CONSIGNES DE TRAVAIL -
A. Réécrivez un passage du texte sur le FSM en Inde, en commençant aux mots "Pour sa première" et en vous arrêtant après "à plusieurs niveaux.". Remplacez "escapade" par "excursion".
B. Condensez le paragraphe du texte sur le FSM en Inde qui commence par « Pour sa première escapade » en conservant ses faits principaux.

SECTION DU TEXTE -
>>>

Pour sa première escapade hors du foyer natal, le FSM pensait partir en Inde, comme on part en tournée ou plus exactement en voyage d’étude. On pensait aussi qu’outre de soulager temporairement les vicissitudes du gouvernement Lula et de résorber sa crise de croissance, le FSM irait faire une cure de jouvence avant de revenir au bercail, revigoré par l’expérience exotique de l’Asie. Mais le voyage de l’Inde, même impromptu, ne laisse pas indemne : alors qu’on croyait en toute candeur s’imprégner de pratiques et de culture nouvelles, c’est au contraire tout l’arsenal de nos certitudes et de nos arguments qui furent pris en otage. Cette capacité d’absorption de la société indienne, dont on a peine à imaginer l’envergure, a fonctionné à plusieurs niveaux.

<<<

DONNÉES ENREGISTRÉES -
>>>

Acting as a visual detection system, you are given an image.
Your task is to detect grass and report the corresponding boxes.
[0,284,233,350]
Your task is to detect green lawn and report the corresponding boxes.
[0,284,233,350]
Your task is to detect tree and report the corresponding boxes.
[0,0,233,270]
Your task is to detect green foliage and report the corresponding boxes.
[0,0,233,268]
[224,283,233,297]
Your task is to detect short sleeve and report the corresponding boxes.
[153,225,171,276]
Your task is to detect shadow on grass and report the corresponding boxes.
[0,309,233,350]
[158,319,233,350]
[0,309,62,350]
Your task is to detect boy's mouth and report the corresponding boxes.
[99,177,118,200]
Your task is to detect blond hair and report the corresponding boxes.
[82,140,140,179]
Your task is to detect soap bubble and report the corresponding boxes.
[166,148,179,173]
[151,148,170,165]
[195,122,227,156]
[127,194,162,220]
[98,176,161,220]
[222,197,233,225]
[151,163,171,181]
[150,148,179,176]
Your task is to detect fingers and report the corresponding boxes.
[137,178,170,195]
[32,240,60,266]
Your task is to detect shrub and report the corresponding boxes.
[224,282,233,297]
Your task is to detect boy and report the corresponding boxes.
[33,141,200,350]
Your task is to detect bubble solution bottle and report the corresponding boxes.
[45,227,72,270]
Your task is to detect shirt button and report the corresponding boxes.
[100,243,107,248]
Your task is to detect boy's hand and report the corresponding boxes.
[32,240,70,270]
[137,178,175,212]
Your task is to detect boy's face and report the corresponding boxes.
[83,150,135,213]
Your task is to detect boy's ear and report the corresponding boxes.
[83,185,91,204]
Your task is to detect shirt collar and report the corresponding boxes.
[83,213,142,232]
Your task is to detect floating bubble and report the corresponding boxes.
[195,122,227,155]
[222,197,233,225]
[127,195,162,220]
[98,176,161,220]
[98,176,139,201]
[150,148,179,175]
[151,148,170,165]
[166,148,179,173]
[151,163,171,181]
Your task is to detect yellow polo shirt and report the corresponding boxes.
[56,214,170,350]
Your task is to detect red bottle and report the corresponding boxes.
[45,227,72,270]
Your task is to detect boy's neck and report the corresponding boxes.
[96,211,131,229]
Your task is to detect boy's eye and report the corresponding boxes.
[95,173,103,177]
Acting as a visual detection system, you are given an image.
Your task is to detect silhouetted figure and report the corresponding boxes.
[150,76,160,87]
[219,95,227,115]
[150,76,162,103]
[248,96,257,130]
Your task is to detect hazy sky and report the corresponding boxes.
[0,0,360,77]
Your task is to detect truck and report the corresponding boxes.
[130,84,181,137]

<<<

RÉPONSES FOURNIES -
A.
Pour sa première excursion hors du foyer natal, le FSM pensait partir en Inde, comme on part en tournée ou plus exactement en voyage d’étude. On pensait aussi qu’outre de soulager temporairement les vicissitudes du gouvernement Lula et de résorber sa crise de croissance, le FSM irait faire une cure de jouvence avant de revenir au bercail, revigoré par l’expérience exotique de l’Asie. Mais le voyage de l’Inde, même impromptu, ne laisse pas indemne : alors qu’on croyait en toute candeur s’imprégner de pratiques et de culture nouvelles, c’est au contraire tout l’arsenal de nos certitudes et de nos arguments qui furent pris en otage. Cette capacité d’absorption de la société indienne, dont on a peine à imaginer l’envergure, a fonctionné à plusieurs niveaux.

B. Pour sa première sortie hors du foyer natal, le FSM pensait partir en Inde comme en voyage d’étude. Il comptait ainsi soulager temporairement les vicissitudes du gouvernement Lula et résorber sa crise de croissance, puis revenir revigoré par l’expérience de l’Asie. Mais ce voyage ne laisse pas indemne. Au lieu de s’imprégner de pratiques et d’une culture nouvelles, on a vu nos certitudes et nos arguments pris en otage. La capacité d’absorption de la société indienne, d’une envergure difficile à imaginer, a fonctionné à plusieurs niveaux.